__Available data__
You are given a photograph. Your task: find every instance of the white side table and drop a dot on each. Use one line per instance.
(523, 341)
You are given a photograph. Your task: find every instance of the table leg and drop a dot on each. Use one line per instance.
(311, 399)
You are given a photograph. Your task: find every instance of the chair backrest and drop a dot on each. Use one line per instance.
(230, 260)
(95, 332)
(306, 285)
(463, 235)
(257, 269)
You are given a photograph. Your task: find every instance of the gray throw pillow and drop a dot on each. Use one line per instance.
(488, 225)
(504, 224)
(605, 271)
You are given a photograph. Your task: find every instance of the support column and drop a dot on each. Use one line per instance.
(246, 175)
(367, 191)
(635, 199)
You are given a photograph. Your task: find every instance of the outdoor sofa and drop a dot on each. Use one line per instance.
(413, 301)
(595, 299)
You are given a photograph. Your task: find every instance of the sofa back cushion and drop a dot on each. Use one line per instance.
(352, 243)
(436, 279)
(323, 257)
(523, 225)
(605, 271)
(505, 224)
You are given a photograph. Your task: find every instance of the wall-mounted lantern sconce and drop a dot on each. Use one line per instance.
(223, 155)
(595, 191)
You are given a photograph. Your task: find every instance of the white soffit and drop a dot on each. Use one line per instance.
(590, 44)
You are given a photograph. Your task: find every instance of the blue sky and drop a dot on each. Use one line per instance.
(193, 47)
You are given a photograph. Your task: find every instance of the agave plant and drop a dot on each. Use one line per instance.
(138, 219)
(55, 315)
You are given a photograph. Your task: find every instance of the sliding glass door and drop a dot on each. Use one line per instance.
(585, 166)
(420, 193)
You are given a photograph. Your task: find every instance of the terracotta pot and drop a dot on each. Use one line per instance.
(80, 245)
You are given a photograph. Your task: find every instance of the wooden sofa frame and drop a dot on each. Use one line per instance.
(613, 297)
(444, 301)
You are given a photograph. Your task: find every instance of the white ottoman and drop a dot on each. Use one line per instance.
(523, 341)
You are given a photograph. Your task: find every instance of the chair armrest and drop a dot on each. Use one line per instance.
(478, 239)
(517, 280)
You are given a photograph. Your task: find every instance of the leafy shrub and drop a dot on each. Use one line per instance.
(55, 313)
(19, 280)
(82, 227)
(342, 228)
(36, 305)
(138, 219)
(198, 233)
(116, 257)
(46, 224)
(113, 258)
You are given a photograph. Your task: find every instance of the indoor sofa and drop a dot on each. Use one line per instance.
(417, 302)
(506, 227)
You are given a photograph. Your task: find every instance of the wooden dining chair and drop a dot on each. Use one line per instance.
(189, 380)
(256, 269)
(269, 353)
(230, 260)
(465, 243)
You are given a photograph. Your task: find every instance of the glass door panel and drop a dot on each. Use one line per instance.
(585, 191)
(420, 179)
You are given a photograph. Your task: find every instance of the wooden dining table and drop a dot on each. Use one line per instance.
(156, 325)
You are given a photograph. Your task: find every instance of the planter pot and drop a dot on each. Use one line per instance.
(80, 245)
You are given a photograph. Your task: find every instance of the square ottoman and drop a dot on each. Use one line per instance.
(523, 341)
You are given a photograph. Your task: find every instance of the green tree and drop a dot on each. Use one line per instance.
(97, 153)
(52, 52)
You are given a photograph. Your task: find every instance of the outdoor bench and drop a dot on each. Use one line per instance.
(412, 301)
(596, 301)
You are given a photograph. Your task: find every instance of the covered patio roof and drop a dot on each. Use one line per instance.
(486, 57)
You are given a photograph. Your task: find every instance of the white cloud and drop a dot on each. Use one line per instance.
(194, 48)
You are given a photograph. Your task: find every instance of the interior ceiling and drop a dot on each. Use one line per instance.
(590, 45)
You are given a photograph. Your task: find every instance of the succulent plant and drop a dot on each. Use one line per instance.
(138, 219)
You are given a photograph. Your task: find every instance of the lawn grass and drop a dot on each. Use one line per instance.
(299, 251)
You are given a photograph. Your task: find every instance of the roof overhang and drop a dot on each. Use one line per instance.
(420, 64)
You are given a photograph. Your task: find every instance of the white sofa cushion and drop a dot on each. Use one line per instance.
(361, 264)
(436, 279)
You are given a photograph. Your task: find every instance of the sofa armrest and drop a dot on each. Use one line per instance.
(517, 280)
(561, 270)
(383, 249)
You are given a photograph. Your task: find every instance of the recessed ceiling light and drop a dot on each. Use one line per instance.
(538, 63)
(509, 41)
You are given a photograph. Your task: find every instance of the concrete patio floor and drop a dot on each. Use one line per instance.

__Instructions for the task__
Only the lines from the one containing "the white sofa" through the end of the entries above belong in the answer; repeat them exactly.

__Your solution__
You are given a photograph. Your task: find every instance of the white sofa cushion and drop a dot on each. Use one line per instance.
(361, 264)
(436, 279)
You are given a photograph. Your task: find every instance of the sofa armrest and drop a dot on each. Use one line per instance.
(517, 280)
(561, 270)
(383, 249)
You are given a photograph. Your task: find every instance of the recessed ceiling light and drop a dot on each. Use one line per instance.
(538, 63)
(509, 41)
You are given a photograph. Your task: find every instance of the concrete patio floor and drop a dot on each. Use one line per instance.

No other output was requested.